[Requisitos do exercício]
(1) Substitua "remédio" por "xarope" no trecho do texto "As palavras fazem o mundo" que vai de "- Professora, a" até "nenhum para vender!", inclusive, e escreva o trecho com essa troca.
(2) Reescreva de forma mais breve o parágrafo do texto "As palavras fazem o mundo" que começa com "A introdução acima foi só para entender", mantendo os fatos principais.
(3) Continue o texto "As palavras fazem o mundo" a partir do ponto em que ele termina.

AS PALAVRAS FAZEM O MUNDO

 


Professora Valda e eu - Abril/2023 - Arquivo Má



        "No começo era a Palavra". Neste tom começa a narrativa de uma grande epopeia antiga originária no Levante, no Oriente Médio. Estou cada vez mais convicto de que a palavra põe tudo em movimento. Começo assim depois de me reencontrar com duas pessoas queridas: Jessé e Telma, ex-alunos maravilhosos que nunca deixaram de ter uma boa prosa comigo. (Quero salientar que tais momentos nunca foram planejados, que acontecem nas andanças da vida, no corre-corre). Nessas ocasiões eles me recordam um monte de momentos, curiosidades e desafios que perseguimos graças à vida escolar e ao empenho de gente como eles.  Eu aprendo muito com esses eternos estudantes que abraçaram o Magistério e se realizam em suas aulas. Não é maravilhoso?!?


O escritor Malba Tahan conta que o saudoso professor Tales Melo, um grande matemático brasileiro, ao visitar o Ginásio de Friburgo, teve ocasião de palestrar com vários alunos. Em dado momento um adolescente, em tom muito sério, perguntou:

                - Que idade o senhor tinha, Dr. Tales, quando descobriu esse teorema que tem o seu nome: Teorema de Tales?


                A introdução acima foi só para entender o que contarei agora: no meu segundo ano escolar, na Escola Agrupada do Perequê-mirim, no tempo em que sentávamos em duplas naquelas carteiras de ferro e madeira maciça com um buraco para tinteiro no meio do tampão, tendo a professora Valda como mestra enérgica, o meu colega de assento era o Joãozinho Góis que adorava conversar. Era muito espirituoso, estava sempre soltando suas gracinhas. Em decorrência disso, num dia eu levei o pior. Foi assim:

                A professora era brava, “descia o braço” quando alguém nem extrapolava os limites da disciplina. Numa manhã, logo após a volta do recreio, estando a professora escrevendo  a atividade na lousa, o danado tascou:

                - Professora, a minha mãe comprou um remédio da senhora.

                - Meu remédio? A sua mãe comprou? Como assim? Eu não tenho remédio nenhum para vender!

Dados coletados
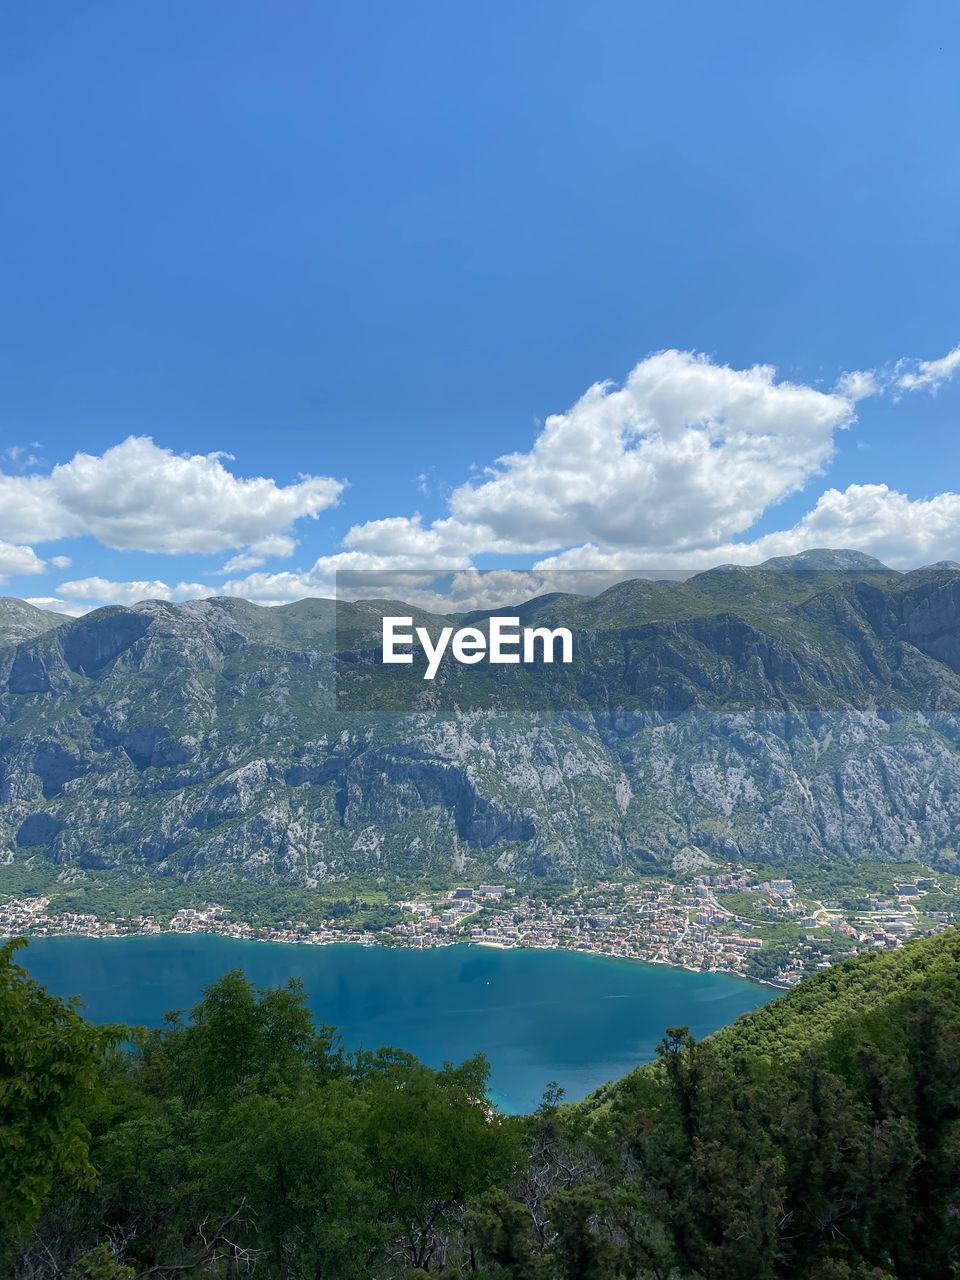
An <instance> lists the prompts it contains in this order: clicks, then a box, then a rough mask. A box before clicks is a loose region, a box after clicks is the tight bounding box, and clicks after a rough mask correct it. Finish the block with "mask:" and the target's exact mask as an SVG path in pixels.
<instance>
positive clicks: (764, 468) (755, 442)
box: [344, 351, 854, 563]
mask: <svg viewBox="0 0 960 1280" xmlns="http://www.w3.org/2000/svg"><path fill="white" fill-rule="evenodd" d="M852 420H854V398H852V397H851V396H850V394H844V393H841V392H838V390H837V392H831V393H827V392H819V390H815V389H814V388H812V387H805V385H801V384H796V383H788V381H777V378H776V370H774V369H772V367H771V366H769V365H755V366H753V367H750V369H731V367H730V366H728V365H718V364H714V362H713V361H710V360H709V358H708V357H705V356H699V355H695V353H692V352H685V351H662V352H657V353H655V355H653V356H649V357H648V358H646V360H643V361H640V364H639V365H636V367H635V369H634V370H632V372H631V374H630V376H628V378H627V380H626V383H625V384H623V385H622V387H614V385H612V384H609V383H598V384H596V385H594V387H591V388H590V389H589V390H588V392H586V394H585V396H584V397H582V398H581V399H580V401H577V403H576V404H573V407H572V408H570V410H568V411H567V412H566V413H554V415H552V416H550V417H548V419H547V421H545V424H544V428H543V430H541V433H540V435H539V436H538V439H536V442H535V443H534V447H532V448H531V449H530V451H529V452H526V453H511V454H508V456H506V457H503V458H500V460H499V461H498V462H497V465H495V466H494V467H492V468H489V471H488V474H486V479H483V480H480V481H470V483H467V484H463V485H461V486H460V488H458V489H454V492H453V494H452V495H451V500H449V509H451V513H449V516H448V517H445V518H443V520H438V521H434V522H433V524H431V525H424V522H422V521H421V518H420V517H419V516H412V517H393V518H389V520H376V521H370V522H367V524H365V525H357V526H355V527H353V529H351V530H349V532H348V534H347V538H346V539H344V545H346V547H348V548H349V549H352V550H360V552H367V553H384V552H387V550H388V549H389V550H392V552H397V553H399V554H419V556H421V557H422V558H424V559H430V558H433V561H434V563H439V562H442V561H443V562H447V561H449V559H453V561H457V559H460V561H462V559H463V558H466V557H470V556H472V554H476V553H477V552H480V550H484V552H500V553H507V554H509V553H530V552H541V550H549V549H552V548H557V547H566V545H571V544H575V543H581V541H595V543H598V544H600V545H604V547H608V548H623V549H630V550H632V552H636V553H644V554H655V553H657V552H658V550H666V549H668V548H669V549H671V550H680V552H684V550H695V549H698V548H700V547H705V545H718V544H721V543H723V541H724V540H726V539H728V538H732V536H733V535H736V534H739V532H741V531H744V530H746V529H749V527H750V526H751V525H753V524H754V522H755V521H756V518H758V517H759V516H760V515H762V512H763V511H764V509H765V508H767V507H769V506H771V504H772V503H776V502H780V500H781V499H782V498H785V497H787V495H788V494H791V493H795V492H796V490H799V489H801V488H803V486H804V485H805V484H806V483H808V480H809V479H810V477H812V476H814V475H817V474H818V472H820V471H822V470H823V467H824V466H826V465H827V462H828V461H829V458H831V456H832V453H833V438H835V433H836V431H837V430H838V429H841V428H845V426H849V425H850V424H851V422H852Z"/></svg>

[Suas respostas escritas]
(1)
- Professora, a minha mãe comprou um xarope da senhora.

                - Meu xarope? A sua mãe comprou? Como assim? Eu não tenho xarope nenhum para vender!

(2) No meu segundo ano escolar, na Escola Agrupada do Perequê-mirim, sentávamos em duplas em carteiras de ferro e madeira maciça, com um buraco para tinteiro no meio do tampão. A mestra era a enérgica professora Valda. Meu colega de assento era o Joãozinho Góis, muito espirituoso e falante, sempre soltando gracinhas. Por causa disso, certo dia eu levei o pior.

(3)
                - Ah é! Então amanhã eu trarei a latinha como prova, onde se lê Pastilhas Valda. É mentira minha?

                No mesmo instante, estando perto de nós e não se conformando pela intromissão no roteiro da aula, enquanto todo mundo ria alto, ela partiu para dar um tapa no abusado. Porém, o danado abaixou a cabeça, se desviou. Adivinha quem recebeu o tapa com muita força? Eu! Afinal, era eu quem formava dupla com ele. Só que, ao contrário do filho do Seo Dito e da Dona Preciosa, eu era bem quieto durante as aulas. Ela se desculpou comigo e em seguida, aí sim, se voltou para o Joãozinho sem ter como errar pela segunda vez.

                Em tempo em que a profissão de professor está tão desprezada pelo Estado (e por alguns pais e alunos!), quero homenagear os meus primeiros mestres: Olga Gil, Valda Virgílio, Pedro Eurico, Oberdan e Osmildo Meireles. Faz tempo isso, quando tínhamos aula até no sábado! Foi ali, nos poucos livros disponíveis na escola, que eu cultivei o gosto pela leitura, que fui me fazendo pelas palavras. É impressionante como elas nos ajudam a cada instante, sobretudo quando somos trabalhadores numa sala de aula! Só tenho a agradecer ao Jessé, Telma e toda moçada que me fortalece após esses reencontros e esses anos todos.

                Em tempo: aquela frase lida naquele tempo, quando tínhamos aula de leitura aos sábados, não me saiu da memória:

“No Japão todos creem firmemente que sem professor  não há imperador”.